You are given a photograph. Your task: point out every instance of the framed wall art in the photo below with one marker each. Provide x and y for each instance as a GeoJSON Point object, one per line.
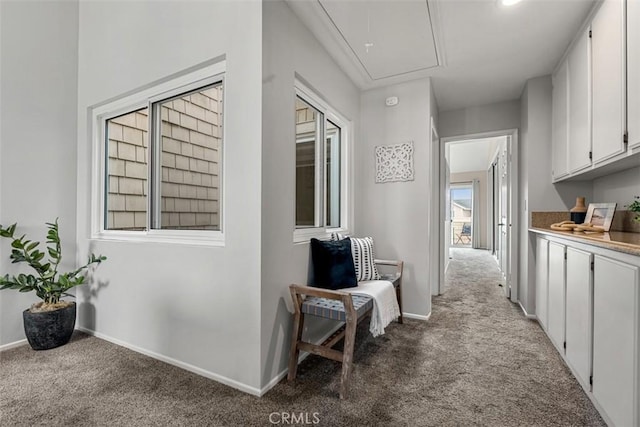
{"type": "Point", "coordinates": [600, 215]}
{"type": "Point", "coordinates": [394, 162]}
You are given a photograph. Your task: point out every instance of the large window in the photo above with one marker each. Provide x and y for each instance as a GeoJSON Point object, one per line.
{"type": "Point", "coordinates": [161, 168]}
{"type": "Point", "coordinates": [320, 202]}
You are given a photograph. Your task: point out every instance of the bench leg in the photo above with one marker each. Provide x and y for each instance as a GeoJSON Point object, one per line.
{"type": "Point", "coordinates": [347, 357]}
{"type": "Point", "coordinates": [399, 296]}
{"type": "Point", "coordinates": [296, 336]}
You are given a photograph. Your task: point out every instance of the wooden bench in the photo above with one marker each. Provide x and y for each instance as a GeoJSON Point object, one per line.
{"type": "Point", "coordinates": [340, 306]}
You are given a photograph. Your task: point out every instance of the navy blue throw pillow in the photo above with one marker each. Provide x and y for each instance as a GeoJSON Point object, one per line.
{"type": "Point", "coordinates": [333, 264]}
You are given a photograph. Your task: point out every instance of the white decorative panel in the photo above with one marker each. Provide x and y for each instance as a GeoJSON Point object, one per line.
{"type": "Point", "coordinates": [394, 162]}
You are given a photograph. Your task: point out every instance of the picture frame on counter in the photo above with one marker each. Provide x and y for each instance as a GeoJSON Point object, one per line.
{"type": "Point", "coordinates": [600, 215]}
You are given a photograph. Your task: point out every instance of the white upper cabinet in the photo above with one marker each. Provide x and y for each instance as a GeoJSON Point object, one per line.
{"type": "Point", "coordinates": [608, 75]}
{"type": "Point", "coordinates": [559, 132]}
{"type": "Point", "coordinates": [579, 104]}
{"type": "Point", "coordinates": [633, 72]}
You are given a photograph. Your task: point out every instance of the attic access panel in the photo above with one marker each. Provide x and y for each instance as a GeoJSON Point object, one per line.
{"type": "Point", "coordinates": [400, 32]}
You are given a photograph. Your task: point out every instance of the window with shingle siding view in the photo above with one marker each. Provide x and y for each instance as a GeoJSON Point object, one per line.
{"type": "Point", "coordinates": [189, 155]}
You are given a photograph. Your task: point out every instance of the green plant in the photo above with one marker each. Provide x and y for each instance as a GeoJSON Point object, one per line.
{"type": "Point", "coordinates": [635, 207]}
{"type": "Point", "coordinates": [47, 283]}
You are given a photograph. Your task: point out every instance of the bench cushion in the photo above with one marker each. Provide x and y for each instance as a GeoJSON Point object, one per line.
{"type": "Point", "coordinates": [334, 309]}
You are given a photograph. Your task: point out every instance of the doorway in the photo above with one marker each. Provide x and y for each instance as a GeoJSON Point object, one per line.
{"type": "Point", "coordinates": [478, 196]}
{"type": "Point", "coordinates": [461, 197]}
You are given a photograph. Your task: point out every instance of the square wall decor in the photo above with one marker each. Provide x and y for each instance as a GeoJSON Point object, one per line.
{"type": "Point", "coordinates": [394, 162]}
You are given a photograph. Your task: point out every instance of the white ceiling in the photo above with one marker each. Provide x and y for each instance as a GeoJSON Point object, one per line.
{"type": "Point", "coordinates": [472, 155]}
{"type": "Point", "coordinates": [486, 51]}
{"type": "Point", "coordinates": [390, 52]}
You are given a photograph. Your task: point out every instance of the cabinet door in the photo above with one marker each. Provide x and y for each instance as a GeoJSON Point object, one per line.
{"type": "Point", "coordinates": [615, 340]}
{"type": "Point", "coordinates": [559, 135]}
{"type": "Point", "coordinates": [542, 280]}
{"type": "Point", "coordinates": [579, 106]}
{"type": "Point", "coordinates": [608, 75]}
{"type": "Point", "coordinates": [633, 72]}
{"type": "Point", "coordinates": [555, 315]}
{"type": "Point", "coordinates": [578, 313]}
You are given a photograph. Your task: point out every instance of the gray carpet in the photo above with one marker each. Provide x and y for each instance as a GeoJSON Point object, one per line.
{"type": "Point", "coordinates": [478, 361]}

==

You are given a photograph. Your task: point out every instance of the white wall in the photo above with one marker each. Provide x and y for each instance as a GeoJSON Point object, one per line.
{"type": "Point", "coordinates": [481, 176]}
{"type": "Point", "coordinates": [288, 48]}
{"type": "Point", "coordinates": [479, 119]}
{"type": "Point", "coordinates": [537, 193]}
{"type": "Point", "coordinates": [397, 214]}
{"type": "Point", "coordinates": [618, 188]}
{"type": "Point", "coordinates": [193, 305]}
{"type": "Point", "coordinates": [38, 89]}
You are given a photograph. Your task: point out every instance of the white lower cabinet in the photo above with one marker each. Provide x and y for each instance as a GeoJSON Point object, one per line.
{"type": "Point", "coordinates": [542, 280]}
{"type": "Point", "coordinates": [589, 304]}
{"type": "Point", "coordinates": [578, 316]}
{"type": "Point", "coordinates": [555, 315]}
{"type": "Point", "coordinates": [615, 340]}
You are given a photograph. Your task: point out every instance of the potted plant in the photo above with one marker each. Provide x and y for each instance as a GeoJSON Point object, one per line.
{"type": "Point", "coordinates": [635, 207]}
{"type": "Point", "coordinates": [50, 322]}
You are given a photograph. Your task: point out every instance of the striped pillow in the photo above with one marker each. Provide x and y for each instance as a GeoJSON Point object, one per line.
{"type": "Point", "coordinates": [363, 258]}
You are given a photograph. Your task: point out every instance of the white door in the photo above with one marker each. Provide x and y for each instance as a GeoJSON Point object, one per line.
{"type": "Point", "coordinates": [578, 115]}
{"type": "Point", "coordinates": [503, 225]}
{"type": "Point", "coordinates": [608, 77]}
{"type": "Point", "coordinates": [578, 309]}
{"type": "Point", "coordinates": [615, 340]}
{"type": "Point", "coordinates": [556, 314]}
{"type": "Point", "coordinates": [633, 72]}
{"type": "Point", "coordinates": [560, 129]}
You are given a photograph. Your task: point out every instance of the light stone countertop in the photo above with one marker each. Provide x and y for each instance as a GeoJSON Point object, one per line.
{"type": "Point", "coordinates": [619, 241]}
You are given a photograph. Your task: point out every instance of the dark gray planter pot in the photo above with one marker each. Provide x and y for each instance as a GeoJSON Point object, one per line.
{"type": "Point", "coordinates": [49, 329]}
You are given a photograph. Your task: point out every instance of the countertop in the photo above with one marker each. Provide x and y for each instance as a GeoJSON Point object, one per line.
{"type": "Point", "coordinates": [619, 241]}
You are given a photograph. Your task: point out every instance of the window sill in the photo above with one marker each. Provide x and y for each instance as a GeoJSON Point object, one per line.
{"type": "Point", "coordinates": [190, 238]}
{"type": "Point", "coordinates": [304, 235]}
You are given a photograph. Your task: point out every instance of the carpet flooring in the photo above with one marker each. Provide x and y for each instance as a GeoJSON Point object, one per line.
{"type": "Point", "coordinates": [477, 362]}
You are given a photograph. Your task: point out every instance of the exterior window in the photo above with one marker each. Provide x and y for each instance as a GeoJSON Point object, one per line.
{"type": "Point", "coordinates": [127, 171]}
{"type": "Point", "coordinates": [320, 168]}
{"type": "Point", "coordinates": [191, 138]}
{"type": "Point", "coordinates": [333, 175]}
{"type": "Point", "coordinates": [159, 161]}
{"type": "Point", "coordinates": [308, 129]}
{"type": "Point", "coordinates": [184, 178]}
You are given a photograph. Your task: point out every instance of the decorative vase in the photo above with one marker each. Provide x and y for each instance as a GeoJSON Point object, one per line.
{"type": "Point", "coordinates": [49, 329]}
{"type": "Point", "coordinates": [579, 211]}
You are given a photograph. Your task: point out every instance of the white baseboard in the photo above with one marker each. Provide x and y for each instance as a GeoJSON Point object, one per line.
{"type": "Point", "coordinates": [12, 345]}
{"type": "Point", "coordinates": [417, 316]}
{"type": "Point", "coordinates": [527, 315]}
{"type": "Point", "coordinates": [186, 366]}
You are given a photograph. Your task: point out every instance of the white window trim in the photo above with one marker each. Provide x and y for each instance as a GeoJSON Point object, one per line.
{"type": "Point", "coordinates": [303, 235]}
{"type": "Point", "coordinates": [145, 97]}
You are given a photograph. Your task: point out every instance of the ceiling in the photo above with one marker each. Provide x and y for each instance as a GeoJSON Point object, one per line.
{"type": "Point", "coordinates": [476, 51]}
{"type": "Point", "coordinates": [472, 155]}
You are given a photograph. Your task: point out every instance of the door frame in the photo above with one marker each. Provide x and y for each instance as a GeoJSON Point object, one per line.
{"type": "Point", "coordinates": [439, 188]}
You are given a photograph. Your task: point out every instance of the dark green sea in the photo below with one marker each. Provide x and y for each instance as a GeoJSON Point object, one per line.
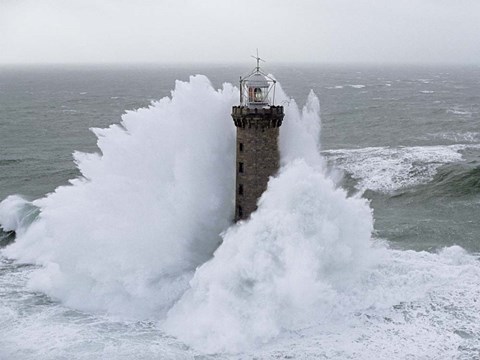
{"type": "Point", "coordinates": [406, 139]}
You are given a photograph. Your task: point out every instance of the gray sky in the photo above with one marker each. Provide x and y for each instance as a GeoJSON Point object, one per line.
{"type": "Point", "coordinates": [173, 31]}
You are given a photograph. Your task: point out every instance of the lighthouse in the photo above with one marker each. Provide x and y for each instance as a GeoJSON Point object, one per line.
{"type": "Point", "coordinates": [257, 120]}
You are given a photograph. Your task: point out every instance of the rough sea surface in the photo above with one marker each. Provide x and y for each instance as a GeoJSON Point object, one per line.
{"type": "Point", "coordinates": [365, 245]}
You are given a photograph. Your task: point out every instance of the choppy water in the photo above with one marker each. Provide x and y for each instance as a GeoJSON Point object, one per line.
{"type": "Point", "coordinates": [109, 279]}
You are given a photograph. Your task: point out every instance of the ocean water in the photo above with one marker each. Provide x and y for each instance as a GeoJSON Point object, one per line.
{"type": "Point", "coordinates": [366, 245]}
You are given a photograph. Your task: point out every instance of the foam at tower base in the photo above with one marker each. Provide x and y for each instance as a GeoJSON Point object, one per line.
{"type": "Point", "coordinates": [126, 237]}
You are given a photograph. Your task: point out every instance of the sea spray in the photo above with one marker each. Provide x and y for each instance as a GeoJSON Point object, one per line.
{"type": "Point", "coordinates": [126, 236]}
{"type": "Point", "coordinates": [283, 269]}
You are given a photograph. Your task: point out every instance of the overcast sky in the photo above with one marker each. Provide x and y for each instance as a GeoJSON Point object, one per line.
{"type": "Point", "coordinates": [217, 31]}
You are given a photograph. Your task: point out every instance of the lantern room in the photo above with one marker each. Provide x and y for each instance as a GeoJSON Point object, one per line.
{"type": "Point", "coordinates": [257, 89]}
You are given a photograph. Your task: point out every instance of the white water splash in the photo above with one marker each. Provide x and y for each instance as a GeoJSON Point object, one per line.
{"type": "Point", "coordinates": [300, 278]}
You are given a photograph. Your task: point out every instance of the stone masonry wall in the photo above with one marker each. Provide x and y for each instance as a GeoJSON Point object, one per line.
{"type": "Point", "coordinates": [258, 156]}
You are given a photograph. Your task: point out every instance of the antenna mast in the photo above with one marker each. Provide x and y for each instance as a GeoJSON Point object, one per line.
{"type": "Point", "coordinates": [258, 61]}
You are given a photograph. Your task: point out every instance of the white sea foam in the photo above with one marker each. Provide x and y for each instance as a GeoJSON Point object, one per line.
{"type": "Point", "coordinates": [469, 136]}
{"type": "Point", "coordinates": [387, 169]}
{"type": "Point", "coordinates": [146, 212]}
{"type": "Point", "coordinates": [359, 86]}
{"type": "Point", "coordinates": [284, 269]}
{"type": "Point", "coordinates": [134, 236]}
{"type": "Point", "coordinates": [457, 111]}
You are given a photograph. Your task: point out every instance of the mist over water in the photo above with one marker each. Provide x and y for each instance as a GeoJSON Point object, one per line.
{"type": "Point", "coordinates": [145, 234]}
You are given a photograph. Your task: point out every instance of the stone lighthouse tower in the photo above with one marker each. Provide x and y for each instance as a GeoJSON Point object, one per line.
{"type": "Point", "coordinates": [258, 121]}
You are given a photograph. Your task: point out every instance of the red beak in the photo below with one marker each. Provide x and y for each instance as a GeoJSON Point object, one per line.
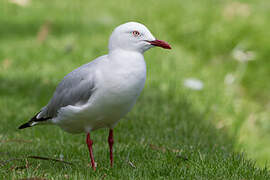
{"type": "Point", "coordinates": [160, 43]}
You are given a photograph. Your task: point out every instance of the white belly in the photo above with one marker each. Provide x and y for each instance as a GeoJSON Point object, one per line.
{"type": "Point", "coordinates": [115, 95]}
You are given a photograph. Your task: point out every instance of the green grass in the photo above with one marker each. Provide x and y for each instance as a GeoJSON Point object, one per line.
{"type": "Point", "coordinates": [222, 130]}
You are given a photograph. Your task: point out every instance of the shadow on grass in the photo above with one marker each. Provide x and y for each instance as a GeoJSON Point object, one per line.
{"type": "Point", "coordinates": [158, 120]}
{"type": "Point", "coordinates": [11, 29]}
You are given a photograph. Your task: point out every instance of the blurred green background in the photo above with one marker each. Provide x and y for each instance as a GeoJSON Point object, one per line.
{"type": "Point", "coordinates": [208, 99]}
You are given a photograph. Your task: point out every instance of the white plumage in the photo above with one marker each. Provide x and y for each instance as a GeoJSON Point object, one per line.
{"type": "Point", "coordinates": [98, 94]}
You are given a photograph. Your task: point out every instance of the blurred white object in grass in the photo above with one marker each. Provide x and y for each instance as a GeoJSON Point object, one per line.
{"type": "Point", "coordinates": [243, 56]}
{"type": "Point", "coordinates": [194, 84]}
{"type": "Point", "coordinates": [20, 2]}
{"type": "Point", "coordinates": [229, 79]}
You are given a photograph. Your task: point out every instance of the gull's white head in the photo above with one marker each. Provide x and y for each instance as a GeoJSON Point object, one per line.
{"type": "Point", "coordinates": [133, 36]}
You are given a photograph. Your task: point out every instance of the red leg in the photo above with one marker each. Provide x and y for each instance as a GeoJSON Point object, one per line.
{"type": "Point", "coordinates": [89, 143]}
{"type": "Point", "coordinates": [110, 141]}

**Goal**:
Find each line in the records above that includes the string "lighthouse" and copy those lines out in full. Matching is case-sensitive.

**Answer for the task**:
You are given a photograph. Your task: point out every instance of the lighthouse in the photo above with one marker each. Provide x and y for each instance as a GeoJSON Point object, one per line.
You are given a photograph. Your task: point out every instance of the stone lighthouse tower in the photo above with one marker each. Provide x and y for each instance as a GeoJSON Point object, one per line.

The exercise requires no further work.